▶ _Work to do_
1 - From the forum post on accent-insensitive search in Jumper, list every sentence in which Jumper is the grammatical subject, quoting each one in full.
2 - Pick up the forum post on accent-insensitive search in Jumper after its last sentence and carry it on.

▶ _Extract_
Thank you for this answer. You've made your point clear, and I agree this feature could be useful.

the user, now, regrets buying that keyboard

😆

I thought it would be simply activating a flag, like for the case sensitive search.

I wish ! But this isn't the case. Jumper use regular expressions to compare the node text and the search terms, and they have no option to ignore the accents. So, Jumper would have to create a non accentuated version of the text, before to do the regular expression search.

You wrote :

I hope in the future I will be skilled enough to implement them

so I share with you, FYI, some details about Jumper and what changes should be done to implement "an accent insensitive search" (AIS for the rest of this post):

For now, because map nodes may contain HTML or markdown formatting, Jumper generate, when it start, a "clone" of the map, with nodes in plain text, without formatting. Then, Jumper search in this cloned map.

Collected data:
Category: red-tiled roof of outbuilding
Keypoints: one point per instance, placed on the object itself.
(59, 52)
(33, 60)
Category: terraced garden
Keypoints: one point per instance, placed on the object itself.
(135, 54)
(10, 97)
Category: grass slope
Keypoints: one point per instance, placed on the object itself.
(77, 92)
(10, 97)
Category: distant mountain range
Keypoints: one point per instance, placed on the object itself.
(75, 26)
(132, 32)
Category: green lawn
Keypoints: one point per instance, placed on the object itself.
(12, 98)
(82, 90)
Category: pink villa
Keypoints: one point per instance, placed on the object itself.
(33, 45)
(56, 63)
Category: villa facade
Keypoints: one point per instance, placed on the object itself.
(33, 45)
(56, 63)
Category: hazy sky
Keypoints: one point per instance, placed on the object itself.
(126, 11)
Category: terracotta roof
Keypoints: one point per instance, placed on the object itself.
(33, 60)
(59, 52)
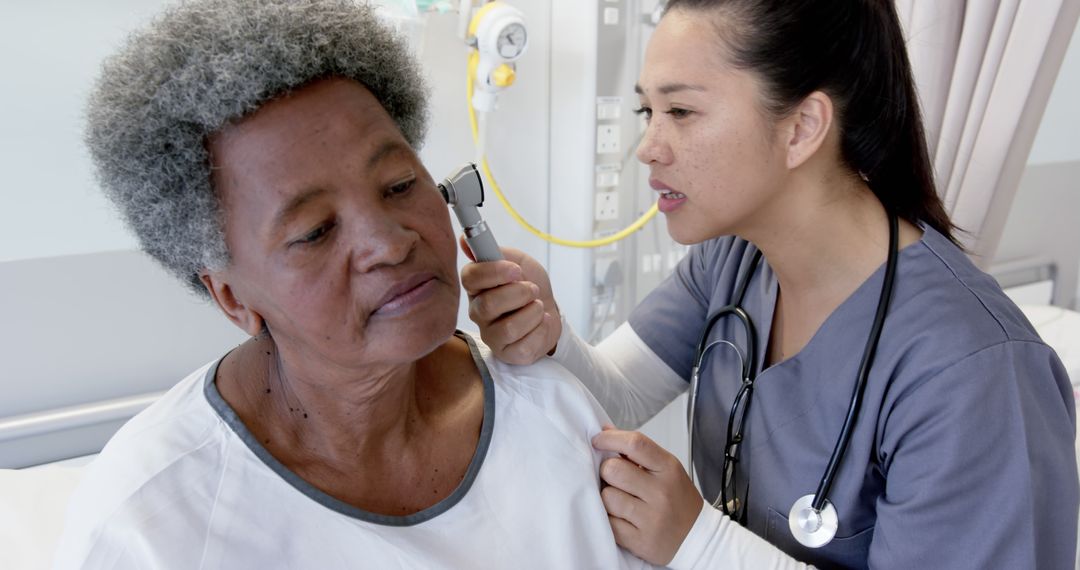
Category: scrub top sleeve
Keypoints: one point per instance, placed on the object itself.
(980, 466)
(671, 319)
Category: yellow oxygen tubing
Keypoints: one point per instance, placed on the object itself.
(622, 234)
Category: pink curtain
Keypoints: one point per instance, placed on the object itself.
(985, 69)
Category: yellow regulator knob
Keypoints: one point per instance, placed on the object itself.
(503, 76)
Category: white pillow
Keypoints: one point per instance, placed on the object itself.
(32, 510)
(1061, 329)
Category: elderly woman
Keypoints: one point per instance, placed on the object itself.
(264, 151)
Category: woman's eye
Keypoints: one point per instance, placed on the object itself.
(314, 235)
(402, 188)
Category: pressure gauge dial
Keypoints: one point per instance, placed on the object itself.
(511, 42)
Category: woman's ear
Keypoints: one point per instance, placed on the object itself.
(808, 127)
(223, 294)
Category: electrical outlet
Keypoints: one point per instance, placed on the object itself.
(607, 206)
(607, 139)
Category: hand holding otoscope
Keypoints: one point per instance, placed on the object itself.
(463, 191)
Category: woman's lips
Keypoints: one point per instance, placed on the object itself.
(406, 296)
(670, 200)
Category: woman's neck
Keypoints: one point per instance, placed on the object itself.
(825, 236)
(387, 439)
(339, 415)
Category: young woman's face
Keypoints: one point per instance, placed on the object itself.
(713, 155)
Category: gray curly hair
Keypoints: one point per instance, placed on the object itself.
(205, 64)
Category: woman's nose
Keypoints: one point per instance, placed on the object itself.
(653, 148)
(381, 241)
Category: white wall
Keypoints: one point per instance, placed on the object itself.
(1047, 206)
(1057, 139)
(50, 51)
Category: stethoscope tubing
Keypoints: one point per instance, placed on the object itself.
(820, 501)
(864, 369)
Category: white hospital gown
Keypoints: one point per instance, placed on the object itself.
(183, 485)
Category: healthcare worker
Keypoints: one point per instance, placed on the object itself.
(867, 397)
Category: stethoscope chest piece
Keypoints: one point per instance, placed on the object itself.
(812, 528)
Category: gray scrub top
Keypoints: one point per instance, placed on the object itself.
(962, 455)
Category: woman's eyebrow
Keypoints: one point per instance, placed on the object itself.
(385, 150)
(294, 204)
(667, 89)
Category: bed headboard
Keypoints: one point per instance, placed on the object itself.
(88, 341)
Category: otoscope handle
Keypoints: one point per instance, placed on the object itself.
(463, 191)
(482, 242)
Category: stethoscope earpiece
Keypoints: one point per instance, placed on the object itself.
(810, 527)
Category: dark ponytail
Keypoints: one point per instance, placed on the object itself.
(854, 52)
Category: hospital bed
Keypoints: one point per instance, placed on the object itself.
(64, 396)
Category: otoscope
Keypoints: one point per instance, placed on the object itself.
(463, 191)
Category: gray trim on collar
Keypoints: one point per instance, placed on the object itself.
(230, 418)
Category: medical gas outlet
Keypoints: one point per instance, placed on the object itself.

▶ _Responses by task_
1 -
- Jumper use regular expressions to compare the node text and the search terms, and they have no option to ignore the accents.
- So, Jumper would have to create a non accentuated version of the text, before to do the regular expression search.
- For now, because map nodes may contain HTML or markdown formatting, Jumper generate, when it start, a "clone" of the map, with nodes in plain text, without formatting.
- Then, Jumper search in this cloned map.

2 -
If we want AIS, the clone map should also contain the nodes text without accents. Jumper could generate the non accentuated text at the same time it generate the plain text, but this will slow down it for something useless if the user do not want to use AIS. And vice versa, if the user only want AIS, it is useless to generate plain text in the clone map.
Jumper already has performance issues with large maps, this is why I'm careful about performances.
A solution would be to generate the text in the clone nodes at the same time they are scanned. If the user ask for AIS, the non accentuated text would be created, and if not, the plain text would be created. And both these texts should be retained for the next search (because each node is scanned multiple times in a single Jumper invocation, as the user type or modify the search options).
After reflection, this is not so much changes. There is more, if I want Jumper to use the time between the moment the user invoke it and the moment the user start to type, to start to generate the plain (or unaccentuated) text. But it may not be so difficult.

BTW: if, at some point, you are curious about Jumper code and want further explanations (there is already some comments in the code, but nor enough, I guess), you're welcome to ask me.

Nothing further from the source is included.